* Problem to work on: Copy the lines word for word, starting with the line containing "Target: blonde woman" and going on through the line containing "(1205, 593)".

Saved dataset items
━━━━━━━━━━

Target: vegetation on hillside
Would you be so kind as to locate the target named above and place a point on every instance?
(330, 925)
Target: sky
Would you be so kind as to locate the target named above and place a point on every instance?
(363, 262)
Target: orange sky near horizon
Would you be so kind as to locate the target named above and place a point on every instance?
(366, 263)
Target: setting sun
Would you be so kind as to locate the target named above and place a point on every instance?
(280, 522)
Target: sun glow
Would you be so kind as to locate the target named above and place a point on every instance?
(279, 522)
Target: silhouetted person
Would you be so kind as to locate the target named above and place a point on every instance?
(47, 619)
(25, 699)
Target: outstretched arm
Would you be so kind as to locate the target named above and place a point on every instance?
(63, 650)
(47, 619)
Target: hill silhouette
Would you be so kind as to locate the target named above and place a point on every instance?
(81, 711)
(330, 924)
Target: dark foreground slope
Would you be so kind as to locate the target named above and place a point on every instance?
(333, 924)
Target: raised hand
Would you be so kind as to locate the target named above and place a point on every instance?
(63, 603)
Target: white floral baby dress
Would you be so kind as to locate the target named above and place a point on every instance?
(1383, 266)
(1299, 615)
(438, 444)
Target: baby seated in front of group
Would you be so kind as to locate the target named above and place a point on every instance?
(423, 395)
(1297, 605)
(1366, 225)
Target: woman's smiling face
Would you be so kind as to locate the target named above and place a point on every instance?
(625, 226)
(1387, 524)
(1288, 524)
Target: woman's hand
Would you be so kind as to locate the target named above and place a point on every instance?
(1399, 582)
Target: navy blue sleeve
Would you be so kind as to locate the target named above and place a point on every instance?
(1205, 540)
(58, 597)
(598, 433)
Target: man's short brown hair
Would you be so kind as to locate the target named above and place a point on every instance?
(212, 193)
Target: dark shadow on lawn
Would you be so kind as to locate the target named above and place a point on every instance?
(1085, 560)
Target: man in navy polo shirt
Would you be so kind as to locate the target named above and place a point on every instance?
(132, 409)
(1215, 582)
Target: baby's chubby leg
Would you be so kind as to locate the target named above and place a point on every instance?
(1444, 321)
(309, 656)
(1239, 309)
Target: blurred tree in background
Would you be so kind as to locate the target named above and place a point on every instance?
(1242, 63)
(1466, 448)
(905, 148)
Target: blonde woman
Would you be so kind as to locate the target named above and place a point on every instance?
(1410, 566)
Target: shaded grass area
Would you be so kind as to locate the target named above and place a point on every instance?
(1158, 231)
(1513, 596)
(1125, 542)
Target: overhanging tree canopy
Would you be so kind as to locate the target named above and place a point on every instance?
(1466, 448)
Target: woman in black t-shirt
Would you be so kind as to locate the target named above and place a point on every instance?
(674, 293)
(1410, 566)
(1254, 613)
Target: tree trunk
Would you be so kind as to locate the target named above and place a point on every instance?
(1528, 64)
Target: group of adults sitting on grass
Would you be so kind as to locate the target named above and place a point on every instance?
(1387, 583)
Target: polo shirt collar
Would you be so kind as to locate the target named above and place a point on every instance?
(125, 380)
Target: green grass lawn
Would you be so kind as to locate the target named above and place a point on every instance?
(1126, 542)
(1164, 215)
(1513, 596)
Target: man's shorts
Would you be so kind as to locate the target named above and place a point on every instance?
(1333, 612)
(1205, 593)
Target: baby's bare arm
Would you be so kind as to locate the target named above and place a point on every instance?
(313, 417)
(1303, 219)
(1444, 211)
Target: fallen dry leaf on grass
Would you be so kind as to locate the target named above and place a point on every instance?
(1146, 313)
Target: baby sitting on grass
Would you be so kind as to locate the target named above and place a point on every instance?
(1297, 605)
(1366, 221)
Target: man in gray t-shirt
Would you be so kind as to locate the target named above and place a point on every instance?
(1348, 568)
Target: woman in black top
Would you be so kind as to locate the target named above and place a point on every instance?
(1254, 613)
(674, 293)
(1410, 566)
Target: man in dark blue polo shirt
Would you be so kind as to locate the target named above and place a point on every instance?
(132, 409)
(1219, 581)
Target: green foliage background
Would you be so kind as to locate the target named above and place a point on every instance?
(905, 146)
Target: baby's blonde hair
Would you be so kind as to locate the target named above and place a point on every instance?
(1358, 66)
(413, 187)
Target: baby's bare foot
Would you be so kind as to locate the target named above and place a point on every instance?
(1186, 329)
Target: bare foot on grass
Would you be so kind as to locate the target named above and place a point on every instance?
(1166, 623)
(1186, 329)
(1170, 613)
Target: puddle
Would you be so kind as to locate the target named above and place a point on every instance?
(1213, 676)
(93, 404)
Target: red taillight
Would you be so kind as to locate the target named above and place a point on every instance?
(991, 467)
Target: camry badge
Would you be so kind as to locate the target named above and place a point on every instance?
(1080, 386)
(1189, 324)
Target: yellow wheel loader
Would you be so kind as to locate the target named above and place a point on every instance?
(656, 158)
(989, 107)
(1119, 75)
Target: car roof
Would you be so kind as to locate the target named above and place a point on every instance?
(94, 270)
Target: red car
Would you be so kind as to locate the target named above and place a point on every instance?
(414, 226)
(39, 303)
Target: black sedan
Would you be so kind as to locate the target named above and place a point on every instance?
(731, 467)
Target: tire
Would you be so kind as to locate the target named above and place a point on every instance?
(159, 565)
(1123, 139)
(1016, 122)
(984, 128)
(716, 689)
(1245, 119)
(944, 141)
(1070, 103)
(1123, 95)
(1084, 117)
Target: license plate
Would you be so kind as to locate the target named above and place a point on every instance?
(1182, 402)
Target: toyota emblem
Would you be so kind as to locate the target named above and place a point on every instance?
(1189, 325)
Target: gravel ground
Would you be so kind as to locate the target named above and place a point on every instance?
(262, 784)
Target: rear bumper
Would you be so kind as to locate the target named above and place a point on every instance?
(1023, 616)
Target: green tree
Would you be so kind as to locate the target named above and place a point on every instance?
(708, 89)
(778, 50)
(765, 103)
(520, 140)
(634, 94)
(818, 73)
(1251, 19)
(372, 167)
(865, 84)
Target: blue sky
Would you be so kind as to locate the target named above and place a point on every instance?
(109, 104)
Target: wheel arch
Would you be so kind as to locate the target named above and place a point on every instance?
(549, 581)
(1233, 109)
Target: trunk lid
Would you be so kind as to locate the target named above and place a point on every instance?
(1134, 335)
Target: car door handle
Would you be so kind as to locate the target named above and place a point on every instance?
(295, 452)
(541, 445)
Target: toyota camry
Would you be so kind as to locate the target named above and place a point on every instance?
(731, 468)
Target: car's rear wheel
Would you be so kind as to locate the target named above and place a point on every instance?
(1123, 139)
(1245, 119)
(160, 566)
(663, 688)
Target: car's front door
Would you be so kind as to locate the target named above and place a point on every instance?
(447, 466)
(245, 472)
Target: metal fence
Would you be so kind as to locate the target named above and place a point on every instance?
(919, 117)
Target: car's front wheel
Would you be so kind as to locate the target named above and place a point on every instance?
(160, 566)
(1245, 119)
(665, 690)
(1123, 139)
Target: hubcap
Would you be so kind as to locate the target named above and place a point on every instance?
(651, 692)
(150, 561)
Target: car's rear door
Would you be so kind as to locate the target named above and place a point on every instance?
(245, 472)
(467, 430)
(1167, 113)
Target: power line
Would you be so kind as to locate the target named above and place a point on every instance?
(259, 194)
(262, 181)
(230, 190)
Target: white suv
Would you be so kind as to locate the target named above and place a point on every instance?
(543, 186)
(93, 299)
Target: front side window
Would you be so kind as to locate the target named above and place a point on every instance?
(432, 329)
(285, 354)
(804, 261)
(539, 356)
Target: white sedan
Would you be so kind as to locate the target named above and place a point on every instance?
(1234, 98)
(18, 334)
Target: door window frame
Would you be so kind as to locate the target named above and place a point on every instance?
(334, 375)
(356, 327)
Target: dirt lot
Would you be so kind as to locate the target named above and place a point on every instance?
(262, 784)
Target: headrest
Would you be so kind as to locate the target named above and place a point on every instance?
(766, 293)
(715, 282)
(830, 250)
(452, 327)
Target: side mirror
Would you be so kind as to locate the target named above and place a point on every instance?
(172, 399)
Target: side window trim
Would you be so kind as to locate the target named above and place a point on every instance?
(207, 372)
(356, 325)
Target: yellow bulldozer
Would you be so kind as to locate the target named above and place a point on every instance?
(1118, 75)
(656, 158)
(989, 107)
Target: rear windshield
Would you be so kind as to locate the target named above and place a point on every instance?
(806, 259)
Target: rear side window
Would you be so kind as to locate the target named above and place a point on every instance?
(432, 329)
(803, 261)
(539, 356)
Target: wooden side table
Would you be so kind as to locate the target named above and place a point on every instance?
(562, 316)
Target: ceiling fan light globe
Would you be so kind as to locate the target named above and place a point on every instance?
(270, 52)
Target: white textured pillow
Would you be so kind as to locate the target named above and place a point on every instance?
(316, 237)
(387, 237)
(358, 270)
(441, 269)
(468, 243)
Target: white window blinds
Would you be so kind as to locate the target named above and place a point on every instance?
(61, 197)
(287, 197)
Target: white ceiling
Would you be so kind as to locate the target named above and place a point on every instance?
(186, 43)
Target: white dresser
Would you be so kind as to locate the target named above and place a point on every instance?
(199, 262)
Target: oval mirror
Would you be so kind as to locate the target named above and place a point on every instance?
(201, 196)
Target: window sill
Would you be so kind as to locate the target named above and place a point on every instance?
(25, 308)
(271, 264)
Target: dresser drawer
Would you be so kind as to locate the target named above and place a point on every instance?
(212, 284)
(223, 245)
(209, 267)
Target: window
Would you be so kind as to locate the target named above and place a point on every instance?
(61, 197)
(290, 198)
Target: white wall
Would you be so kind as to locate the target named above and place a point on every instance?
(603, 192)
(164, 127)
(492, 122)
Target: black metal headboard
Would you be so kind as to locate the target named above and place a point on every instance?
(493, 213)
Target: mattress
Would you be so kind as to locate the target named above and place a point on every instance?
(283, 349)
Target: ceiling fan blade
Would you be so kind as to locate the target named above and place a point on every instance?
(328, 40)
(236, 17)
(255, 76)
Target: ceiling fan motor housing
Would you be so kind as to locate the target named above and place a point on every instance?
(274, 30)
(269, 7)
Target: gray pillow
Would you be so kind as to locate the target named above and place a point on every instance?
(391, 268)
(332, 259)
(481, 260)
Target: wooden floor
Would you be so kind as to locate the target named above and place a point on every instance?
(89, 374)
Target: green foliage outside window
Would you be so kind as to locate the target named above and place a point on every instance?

━━━━━━━━━━

* Task response:
Target: blonde woman
Would you be so kind as to locate the target named above and place a point on every instance?
(1410, 566)
Target: shaded grass area
Would you be so kind as to locate the target named above and place a point on every instance?
(1158, 231)
(1513, 596)
(1125, 542)
Target: overhanging tree canopy
Would you be so kind as to locate the target named above and place a point on every instance?
(1466, 448)
Target: woman in black t-shirt
Would you be so kind as to locate the target named above and place a point on every instance?
(674, 293)
(1410, 566)
(1254, 613)
Target: tree trunk
Would you be so kind as to locate the target named above and place a point on every instance?
(1528, 64)
Target: group of adults sitting on grass
Would you be so kind as to locate the target named above and place a point on every instance?
(1387, 583)
Target: polo shirt collar
Would you be so kind as to locate the target named above and place a point on every instance?
(125, 380)
Target: green grass lawn
Would you be so kind as to locate the target named above and place a point on every instance?
(1126, 542)
(1164, 215)
(1513, 596)
Target: man's shorts
Would you be so kind as to locate the target named above and place a point on every instance?
(1333, 612)
(1205, 593)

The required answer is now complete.